Sedouikich
Les Sedouikich[1] sont une subdivision de la confédération berbère des Ketamas. Elle habite les plaines du territoire ketama situé entre Béjaïa et Constantine en Algérie[2].
Factions
Les Sedouikich comportent plusieurs ramifications : les Slin, les Tarsun, les Turgyan, les Mulît, les Cascha, les Lemay, les AlBwira, les Beni Merwan, les Warmeksen, les Segdal et les Beni Ayad[2]. Certains de ces noms sont encore vivants au XIXe siècle : Siline, Gacha (Guecha), Lemay, Mouia, Beni Merwan, Beni Ayad, etc... et d'autres ont disparus[2].
Au XIVe siècle, les Sedouikich et ces factions forment un groupe puissant sous l'autorité d'une famille sedouikich : les Ouled Swac d'où sortaient ses confédérés. Des tribus d'origine différentes étaient admises dans la confédération mais avec des rangs de vassales ou de simples sujets soumises à l'impôt. Cette singulière organisation préfigure les ordres qui sont retrouvées chez les tribus dynastiques ou tribus djouads (noblesse d'épée)[2].

Travail à effectuer
- 1) D'après le texte sur les Sedouikich, entre quelles villes se trouvent les plaines du territoire ketama qu'habite cette subdivision ?
- 2) Indiquez si chacune des affirmations suivantes concorde avec le texte sur les Sedouikich, en répondant par oui ou par non et en citant les mots décisifs du texte : (a) Les Sedouikich relèvent de la confédération berbère des Ketamas. (b) Au XIXe siècle, tous les noms des ramifications avaient disparu. (c) Les tribus d'origine différente étaient exclues de la confédération.
- 3) Reprenez la rédaction du texte sur les Sedouikich à la suite de sa dernière phrase.
Les enregistrements n'interviennent aucunement dans ce travail.

Relevé des enregistrements
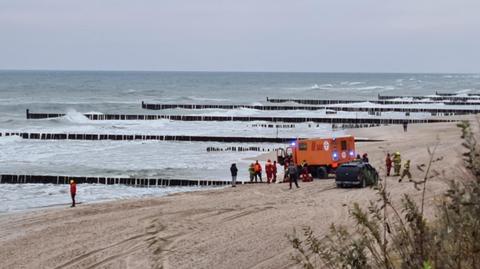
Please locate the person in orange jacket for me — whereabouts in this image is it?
[70,179,77,207]
[385,153,392,177]
[265,160,273,183]
[255,160,262,182]
[272,161,277,183]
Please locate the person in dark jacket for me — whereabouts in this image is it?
[273,161,277,183]
[70,179,77,207]
[385,153,392,177]
[288,162,300,189]
[230,163,238,187]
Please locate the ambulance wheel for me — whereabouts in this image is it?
[317,167,328,179]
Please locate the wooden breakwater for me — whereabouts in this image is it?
[435,91,480,97]
[0,132,383,143]
[267,96,480,106]
[0,132,295,143]
[378,94,480,102]
[0,174,243,187]
[142,102,480,116]
[27,109,456,124]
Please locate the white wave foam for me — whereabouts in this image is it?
[310,84,320,90]
[355,85,395,91]
[455,89,472,94]
[320,83,333,88]
[348,81,365,86]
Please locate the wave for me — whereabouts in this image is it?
[60,109,92,124]
[455,89,472,94]
[0,135,23,145]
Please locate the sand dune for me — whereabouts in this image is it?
[0,123,463,268]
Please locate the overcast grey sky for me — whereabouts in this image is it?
[0,0,480,73]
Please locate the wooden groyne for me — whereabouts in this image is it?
[0,132,382,143]
[142,102,480,116]
[267,96,480,105]
[0,174,238,187]
[435,91,480,97]
[378,94,480,102]
[0,132,295,143]
[27,110,456,124]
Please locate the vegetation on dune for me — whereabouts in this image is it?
[287,122,480,269]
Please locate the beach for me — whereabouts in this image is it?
[0,120,463,268]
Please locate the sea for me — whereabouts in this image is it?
[0,70,480,213]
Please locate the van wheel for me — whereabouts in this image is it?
[317,167,328,179]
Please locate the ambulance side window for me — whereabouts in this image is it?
[341,140,347,150]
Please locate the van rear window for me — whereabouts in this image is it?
[298,143,307,150]
[341,140,347,150]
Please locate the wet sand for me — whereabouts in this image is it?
[0,120,463,268]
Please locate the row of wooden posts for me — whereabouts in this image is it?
[26,109,455,124]
[0,174,249,187]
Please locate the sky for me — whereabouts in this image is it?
[0,0,480,73]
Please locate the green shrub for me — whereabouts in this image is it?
[287,122,480,269]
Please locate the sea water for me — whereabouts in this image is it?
[0,71,480,211]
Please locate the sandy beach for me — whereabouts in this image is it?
[0,123,463,268]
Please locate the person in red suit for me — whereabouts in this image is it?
[70,179,77,207]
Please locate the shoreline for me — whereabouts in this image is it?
[0,123,463,268]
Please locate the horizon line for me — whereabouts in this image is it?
[0,68,480,75]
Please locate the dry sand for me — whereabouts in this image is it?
[0,123,463,268]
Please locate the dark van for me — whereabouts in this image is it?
[335,161,378,188]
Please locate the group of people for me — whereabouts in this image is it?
[248,160,277,183]
[230,160,277,187]
[230,160,304,189]
[385,151,412,182]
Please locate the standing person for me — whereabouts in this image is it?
[398,160,412,182]
[70,179,77,207]
[385,153,392,177]
[362,153,368,163]
[403,121,408,132]
[393,151,402,176]
[248,163,257,182]
[288,162,300,189]
[255,160,262,182]
[272,161,277,183]
[230,163,238,187]
[265,159,273,184]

Corrigé des exercices
- 1) Entre Béjaïa et Constantine, en Algérie.

- 2)
(a) Oui : « sont une subdivision de la confédération berbère des Ketamas ».
(b) Non : « Certains de ces noms sont encore vivants au XIXe siècle ».
(c) Non : « Des tribus d'origine différentes étaient admises dans la confédération ».

- 3)
Mode de vie et réputation
Les Sedouikich ont le cheval pour monture et parcourent le pays. Ils ne veulent pas être reconnus comme Ketama en raison de la participation de cette confédération à l'épopée fatimide au Xe siècle, (connotée négativement à cause de son obédience chiite) puis de son hostilité aux gouvernements successeurs des Fatimides. A Constantine, le terme de « Katmi » ou « Ktim » a une connotation négative jusqu'au XIXe siècle, ce qui explique une dispersion des Kutama dans des confédérations sans liens apparents entre elles, ou leur arabisation[2]. Les Sedouikich est une branche des Branès-Ketama qui vit sous la tente et élève des chameaux. On tient généralement les Ketama pour Kabyles, le Sedouikich est donc un exemple de Kabyle pasteur et scénite[3].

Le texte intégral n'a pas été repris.